Prompt:
Convert the listing below into a two-column CSV headed input and output, with one row for each item in it. Quote every field, replace line breaks with spaces, and leave the pictures out.

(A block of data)

········

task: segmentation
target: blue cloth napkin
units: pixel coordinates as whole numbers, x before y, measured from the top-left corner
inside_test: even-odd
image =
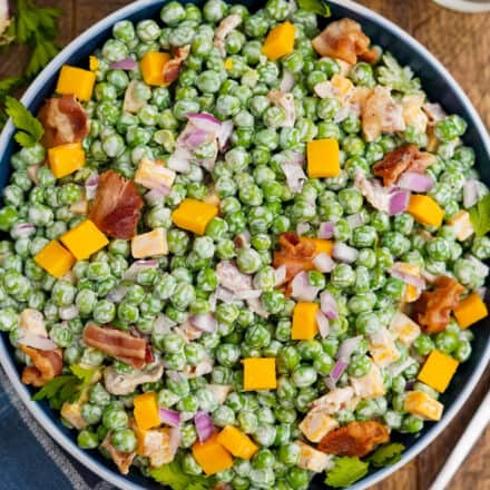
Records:
[[[0,367],[2,490],[112,490],[67,454],[36,422]]]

········

Exercise output:
input,output
"task: segmentation target: blue cloth napkin units: pixel coordinates as whole numbers, x before y, measured from the top-left corner inside_test: even-odd image = Records:","[[[0,367],[2,490],[112,490],[67,454],[36,422]]]"